──────── Extracted information ────────

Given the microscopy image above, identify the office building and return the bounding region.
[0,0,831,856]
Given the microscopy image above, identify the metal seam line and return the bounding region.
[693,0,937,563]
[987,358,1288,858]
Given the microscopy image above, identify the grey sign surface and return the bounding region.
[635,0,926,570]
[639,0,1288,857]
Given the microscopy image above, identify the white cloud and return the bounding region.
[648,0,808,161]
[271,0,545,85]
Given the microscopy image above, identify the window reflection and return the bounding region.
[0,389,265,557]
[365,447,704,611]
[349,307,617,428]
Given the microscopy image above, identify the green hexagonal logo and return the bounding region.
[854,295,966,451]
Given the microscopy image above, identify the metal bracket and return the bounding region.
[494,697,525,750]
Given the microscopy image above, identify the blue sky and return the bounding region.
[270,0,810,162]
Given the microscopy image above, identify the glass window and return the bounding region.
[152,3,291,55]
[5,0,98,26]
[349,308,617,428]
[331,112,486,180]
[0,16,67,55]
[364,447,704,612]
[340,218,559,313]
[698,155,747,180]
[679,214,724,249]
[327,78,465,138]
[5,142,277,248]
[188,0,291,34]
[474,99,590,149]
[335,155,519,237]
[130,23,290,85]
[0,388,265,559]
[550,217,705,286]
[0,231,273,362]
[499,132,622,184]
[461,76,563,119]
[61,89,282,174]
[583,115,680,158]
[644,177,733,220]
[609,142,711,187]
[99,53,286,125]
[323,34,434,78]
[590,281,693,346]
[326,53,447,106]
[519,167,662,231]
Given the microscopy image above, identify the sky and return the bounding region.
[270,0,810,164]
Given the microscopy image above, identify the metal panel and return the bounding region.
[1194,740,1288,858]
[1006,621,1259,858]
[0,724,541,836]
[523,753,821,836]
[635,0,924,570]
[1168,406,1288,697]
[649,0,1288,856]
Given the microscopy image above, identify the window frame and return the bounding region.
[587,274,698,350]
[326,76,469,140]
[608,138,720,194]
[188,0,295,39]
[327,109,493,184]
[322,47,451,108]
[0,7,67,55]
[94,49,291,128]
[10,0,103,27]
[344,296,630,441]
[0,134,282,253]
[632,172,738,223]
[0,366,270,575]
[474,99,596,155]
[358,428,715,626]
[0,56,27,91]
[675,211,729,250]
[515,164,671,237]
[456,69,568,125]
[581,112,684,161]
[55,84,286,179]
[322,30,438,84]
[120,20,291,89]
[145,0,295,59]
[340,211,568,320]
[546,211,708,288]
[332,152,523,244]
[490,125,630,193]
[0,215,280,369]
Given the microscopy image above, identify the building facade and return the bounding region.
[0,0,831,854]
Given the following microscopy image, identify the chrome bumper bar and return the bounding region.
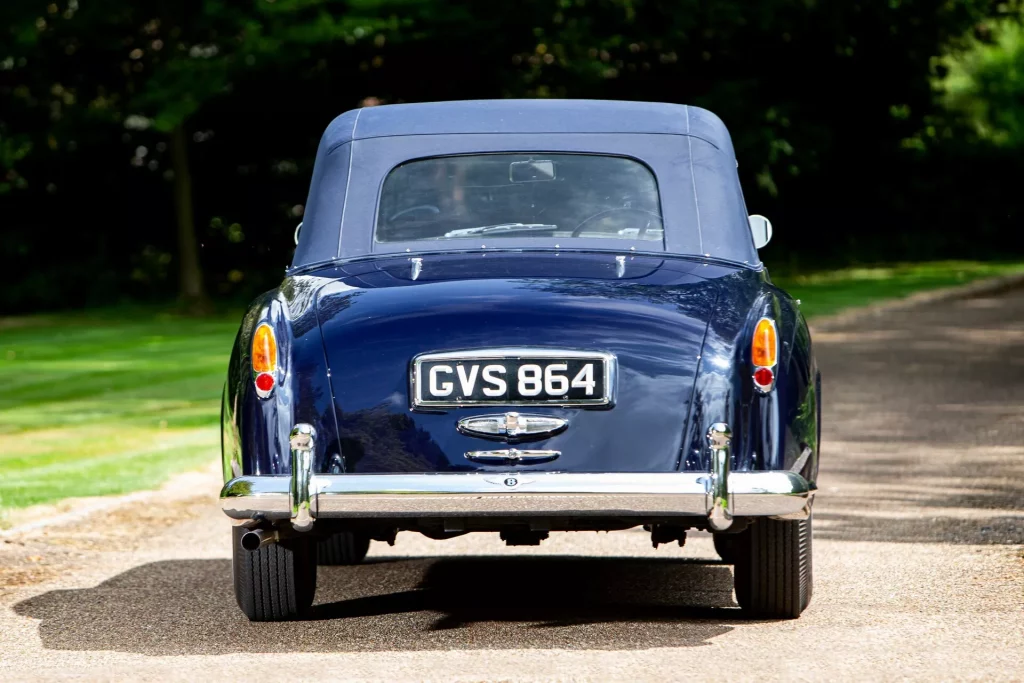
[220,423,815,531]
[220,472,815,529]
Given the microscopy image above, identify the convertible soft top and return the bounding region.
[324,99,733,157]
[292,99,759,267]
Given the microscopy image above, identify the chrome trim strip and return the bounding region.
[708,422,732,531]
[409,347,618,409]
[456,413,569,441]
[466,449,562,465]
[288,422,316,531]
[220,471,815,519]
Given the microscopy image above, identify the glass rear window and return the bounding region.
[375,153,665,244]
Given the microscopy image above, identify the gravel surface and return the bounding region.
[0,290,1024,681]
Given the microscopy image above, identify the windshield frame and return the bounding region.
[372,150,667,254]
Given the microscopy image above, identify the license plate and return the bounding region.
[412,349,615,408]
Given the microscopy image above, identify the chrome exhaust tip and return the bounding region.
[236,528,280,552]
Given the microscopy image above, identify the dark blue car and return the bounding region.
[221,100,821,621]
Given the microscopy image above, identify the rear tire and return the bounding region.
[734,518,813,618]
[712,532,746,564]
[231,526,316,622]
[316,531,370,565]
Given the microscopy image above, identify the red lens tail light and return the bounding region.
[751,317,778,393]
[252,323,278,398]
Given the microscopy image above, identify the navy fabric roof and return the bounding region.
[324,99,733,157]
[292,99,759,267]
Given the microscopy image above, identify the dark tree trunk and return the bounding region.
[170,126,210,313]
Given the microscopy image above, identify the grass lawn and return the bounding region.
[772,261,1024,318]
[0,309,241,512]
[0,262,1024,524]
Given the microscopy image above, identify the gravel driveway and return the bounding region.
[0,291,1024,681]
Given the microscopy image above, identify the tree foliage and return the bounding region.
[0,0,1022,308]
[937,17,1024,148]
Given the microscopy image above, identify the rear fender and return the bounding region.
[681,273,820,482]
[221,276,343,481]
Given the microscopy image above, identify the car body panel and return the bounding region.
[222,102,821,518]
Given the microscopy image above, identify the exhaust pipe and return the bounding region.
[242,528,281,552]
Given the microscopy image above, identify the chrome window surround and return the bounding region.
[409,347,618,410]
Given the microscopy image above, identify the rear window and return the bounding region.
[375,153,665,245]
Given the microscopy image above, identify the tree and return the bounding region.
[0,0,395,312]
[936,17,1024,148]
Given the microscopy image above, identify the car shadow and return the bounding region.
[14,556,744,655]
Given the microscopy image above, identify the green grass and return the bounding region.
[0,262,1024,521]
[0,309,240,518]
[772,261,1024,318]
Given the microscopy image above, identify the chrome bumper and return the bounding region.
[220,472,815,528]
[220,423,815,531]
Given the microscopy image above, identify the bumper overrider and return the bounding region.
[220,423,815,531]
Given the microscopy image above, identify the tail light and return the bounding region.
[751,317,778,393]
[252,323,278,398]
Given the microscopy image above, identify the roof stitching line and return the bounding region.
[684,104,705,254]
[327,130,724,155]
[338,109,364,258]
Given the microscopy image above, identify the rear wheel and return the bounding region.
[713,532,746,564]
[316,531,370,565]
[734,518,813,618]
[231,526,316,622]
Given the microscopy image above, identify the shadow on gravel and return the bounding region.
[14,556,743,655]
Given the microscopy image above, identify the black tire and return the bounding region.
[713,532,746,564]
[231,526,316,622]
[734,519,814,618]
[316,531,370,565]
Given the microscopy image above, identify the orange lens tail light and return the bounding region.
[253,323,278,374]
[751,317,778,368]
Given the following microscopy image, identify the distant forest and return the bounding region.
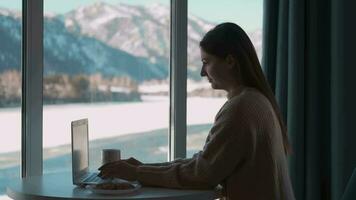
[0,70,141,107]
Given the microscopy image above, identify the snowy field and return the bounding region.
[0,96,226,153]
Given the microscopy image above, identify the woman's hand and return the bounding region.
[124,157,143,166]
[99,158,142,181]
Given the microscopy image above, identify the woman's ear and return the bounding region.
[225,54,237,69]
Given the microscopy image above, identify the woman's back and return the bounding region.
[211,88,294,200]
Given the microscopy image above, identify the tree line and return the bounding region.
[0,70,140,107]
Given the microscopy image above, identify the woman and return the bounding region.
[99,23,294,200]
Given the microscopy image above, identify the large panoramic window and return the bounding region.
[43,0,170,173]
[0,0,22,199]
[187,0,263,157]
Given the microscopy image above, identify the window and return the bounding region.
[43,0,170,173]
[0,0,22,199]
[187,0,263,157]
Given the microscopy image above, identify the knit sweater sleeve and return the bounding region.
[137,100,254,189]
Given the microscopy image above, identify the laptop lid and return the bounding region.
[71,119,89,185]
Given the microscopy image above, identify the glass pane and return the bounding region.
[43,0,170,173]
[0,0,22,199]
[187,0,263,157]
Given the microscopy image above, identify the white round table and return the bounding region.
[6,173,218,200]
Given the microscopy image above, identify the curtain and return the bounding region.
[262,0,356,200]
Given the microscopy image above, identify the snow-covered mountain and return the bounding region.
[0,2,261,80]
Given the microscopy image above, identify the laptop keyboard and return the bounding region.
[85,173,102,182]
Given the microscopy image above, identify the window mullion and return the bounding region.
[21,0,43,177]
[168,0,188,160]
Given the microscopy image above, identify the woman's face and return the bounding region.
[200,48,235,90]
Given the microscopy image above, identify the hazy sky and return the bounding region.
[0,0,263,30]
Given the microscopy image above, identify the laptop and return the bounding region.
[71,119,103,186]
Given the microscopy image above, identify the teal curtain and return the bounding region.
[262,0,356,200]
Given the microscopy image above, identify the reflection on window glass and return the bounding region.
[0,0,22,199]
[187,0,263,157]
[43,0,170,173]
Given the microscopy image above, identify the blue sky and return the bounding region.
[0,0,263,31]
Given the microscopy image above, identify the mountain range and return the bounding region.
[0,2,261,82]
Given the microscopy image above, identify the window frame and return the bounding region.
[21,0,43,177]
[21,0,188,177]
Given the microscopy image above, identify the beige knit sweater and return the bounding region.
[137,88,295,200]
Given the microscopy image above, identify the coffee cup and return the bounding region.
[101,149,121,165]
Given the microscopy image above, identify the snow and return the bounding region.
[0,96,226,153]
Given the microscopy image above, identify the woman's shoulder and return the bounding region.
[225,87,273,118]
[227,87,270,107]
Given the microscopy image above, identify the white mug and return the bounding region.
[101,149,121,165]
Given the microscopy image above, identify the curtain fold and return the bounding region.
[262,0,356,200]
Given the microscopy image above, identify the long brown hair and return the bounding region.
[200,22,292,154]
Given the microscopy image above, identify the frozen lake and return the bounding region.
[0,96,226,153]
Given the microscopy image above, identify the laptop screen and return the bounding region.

────────

Short problem: Can you duplicate the material from the line with "Given the microscopy image above, identify the gravel surface" up to and including the line with "[412,349,615,408]"?

Exercise response:
Given the microscopy image above, identify the gravel surface and return the bounding region.
[0,290,1024,681]
Given the microscopy image above, identify the windshield frame and return the bounding region.
[372,150,667,254]
Given the microscopy image above, identify the license plate and return the bounding region.
[412,349,615,408]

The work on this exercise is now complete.